You are viewing a plain text version of this content. The canonical link for it is here.
Posted to issues@spark.apache.org by "Kevin Appel (Jira)" <ji...@apache.org> on 2020/03/05 22:20:00 UTC
[jira] [Comment Edited] (SPARK-30961) Arrow enabled: to_pandas with date column fails

    [ https://issues.apache.org/jira/browse/SPARK-30961?page=com.atlassian.jira.plugin.system.issuetabpanels:comment-tabpanel&focusedCommentId=17052464#comment-17052464 ] 

Kevin Appel edited comment on SPARK-30961 at 3/5/20, 10:19 PM:
---------------------------------------------------------------

(python 3.6, pyarrow 0.8.0, pandas 0.21.0) or (python 3.7, pyarrow 0.11.1, pandas 0.24.1) are  combinations I found that is still working correctly for Date in both Spark 2.3 and Spark 2.4, in additional all the examples listed on the pandas udf spark documentation also works with this setup


was (Author: kevinappel):
python 3.6, pyarrow 0.8.0, pandas 0.21.0 is a combination I found that is still working correctly for Date in both Spark 2.3 and Spark 2.4, in additional all the examples listed on the pandas udf spark documentation also works with this setup

> Arrow enabled: to_pandas with date column fails
> -----------------------------------------------
>
>                 Key: SPARK-30961
>                 URL: https://issues.apache.org/jira/browse/SPARK-30961
>             Project: Spark
>          Issue Type: Bug
>          Components: PySpark
>    Affects Versions: 2.4.5
>         Environment: Apache Spark 2.4.5
>            Reporter: Nicolas Renkamp
>            Priority: Major
>              Labels: ready-to-commit
>
> Hi,
> there seems to be a bug in the arrow enabled to_pandas conversion from spark dataframe to pandas dataframe when the dataframe has a column of type DateType. Here is a minimal example to reproduce the issue:
> {code:java}
> spark = SparkSession.builder.getOrCreate()

§ SHORT PROBLEM 1:
Answer these questions about the Spark bug report:
(a) In the edited comment, which pandas version goes with pyarrow 0.11.1?
(b) Who is listed as the reporter of the issue?
(c) What priority is the issue given?
The rows have no connection to the text above them.

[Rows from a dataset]

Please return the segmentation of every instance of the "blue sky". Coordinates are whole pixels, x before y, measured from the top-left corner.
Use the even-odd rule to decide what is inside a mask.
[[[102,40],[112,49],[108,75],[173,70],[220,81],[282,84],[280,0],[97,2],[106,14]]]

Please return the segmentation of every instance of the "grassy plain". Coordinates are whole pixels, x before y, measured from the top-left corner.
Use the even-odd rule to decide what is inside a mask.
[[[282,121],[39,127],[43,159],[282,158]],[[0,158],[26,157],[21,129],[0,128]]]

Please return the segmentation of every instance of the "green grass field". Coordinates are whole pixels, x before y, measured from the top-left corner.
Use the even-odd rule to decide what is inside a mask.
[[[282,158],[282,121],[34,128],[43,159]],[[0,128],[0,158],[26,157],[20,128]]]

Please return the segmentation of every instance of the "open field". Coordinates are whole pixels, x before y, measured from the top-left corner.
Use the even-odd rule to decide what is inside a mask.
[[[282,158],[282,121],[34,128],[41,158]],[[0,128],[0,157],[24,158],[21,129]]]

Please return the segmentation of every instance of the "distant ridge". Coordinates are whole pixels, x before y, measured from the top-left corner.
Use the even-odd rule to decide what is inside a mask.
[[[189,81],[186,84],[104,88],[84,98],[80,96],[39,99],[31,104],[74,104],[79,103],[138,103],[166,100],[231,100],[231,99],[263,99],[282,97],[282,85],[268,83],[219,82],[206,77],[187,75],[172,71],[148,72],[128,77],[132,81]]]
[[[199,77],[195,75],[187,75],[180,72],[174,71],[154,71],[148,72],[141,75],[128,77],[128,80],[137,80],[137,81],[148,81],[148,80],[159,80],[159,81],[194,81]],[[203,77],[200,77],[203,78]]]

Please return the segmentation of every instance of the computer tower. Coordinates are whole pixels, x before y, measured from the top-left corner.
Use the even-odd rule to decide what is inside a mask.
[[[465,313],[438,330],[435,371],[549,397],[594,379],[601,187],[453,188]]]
==
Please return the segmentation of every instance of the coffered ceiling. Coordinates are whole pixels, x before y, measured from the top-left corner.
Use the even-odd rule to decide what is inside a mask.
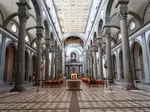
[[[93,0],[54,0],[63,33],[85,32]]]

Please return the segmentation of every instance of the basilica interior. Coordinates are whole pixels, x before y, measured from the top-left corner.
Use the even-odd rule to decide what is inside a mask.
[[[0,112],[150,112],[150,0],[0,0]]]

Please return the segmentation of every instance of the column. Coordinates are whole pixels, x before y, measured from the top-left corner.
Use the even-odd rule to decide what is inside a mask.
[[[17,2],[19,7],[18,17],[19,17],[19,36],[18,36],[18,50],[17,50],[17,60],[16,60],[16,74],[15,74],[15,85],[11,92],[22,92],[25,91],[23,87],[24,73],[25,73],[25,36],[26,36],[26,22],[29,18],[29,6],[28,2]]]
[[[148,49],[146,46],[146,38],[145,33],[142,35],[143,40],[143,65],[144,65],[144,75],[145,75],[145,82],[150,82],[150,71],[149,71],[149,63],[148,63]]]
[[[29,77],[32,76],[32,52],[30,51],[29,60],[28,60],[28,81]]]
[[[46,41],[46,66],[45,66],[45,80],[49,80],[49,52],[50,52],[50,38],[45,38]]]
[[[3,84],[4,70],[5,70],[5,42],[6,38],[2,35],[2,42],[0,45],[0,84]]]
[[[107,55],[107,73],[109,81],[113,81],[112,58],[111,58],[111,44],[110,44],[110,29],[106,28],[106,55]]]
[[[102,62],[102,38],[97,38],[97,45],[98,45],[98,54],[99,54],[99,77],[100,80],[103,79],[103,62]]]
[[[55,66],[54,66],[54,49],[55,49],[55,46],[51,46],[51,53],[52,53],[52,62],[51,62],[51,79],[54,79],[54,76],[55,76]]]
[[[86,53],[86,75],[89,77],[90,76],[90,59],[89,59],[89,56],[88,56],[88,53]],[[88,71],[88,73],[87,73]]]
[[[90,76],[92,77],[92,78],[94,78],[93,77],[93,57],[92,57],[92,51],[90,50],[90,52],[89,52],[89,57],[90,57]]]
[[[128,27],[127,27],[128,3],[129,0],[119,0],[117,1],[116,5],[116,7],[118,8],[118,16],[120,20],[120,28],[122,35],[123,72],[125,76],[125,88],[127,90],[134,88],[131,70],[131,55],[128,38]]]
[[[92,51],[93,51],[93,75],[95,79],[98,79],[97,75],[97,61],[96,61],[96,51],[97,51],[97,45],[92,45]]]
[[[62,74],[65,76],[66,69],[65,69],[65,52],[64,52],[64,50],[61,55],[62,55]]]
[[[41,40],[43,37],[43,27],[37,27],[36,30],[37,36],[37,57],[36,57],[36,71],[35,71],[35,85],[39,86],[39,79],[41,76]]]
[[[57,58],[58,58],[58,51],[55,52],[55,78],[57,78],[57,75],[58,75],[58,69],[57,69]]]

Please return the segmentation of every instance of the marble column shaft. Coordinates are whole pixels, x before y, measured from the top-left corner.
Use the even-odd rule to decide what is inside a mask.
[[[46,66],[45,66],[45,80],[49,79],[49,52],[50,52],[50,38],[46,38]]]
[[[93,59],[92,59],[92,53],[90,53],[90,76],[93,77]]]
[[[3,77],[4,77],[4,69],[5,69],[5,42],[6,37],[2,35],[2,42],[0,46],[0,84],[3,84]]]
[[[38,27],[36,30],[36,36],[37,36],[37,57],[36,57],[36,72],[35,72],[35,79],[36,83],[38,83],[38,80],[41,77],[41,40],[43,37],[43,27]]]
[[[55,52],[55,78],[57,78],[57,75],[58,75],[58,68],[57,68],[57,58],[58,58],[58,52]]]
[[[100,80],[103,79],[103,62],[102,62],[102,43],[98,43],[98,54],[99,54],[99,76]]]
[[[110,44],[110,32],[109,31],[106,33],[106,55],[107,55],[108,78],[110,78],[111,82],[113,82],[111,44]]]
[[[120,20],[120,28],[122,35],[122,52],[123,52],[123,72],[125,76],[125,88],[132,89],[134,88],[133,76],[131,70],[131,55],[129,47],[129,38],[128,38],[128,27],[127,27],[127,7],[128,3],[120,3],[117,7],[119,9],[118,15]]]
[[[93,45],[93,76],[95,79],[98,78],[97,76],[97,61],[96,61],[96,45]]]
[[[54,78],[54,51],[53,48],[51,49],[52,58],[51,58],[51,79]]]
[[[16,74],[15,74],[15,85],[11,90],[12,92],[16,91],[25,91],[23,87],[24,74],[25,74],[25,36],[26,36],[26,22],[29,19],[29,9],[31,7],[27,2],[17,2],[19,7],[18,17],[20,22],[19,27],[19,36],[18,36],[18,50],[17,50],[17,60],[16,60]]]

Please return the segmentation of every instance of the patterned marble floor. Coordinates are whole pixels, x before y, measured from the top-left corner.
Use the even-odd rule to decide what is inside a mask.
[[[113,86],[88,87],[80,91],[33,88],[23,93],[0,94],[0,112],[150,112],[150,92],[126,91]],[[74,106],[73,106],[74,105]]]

§ SHORT PROBLEM 2: Select every line of the rows that contains the string "field", matching case exactly.

§ EXPECTED ANSWER 1:
(a) 0.24.1
(b) Nicolas Renkamp
(c) Major

§ EXPECTED ANSWER 2:
Please return the segmentation of every instance of the "green grass field". Coordinates are whole pixels, x before y, measured from the top-left corner.
Please return the segmentation of every instance of the "open field". Coordinates are whole pixels, x before y, measured from the top-left corner.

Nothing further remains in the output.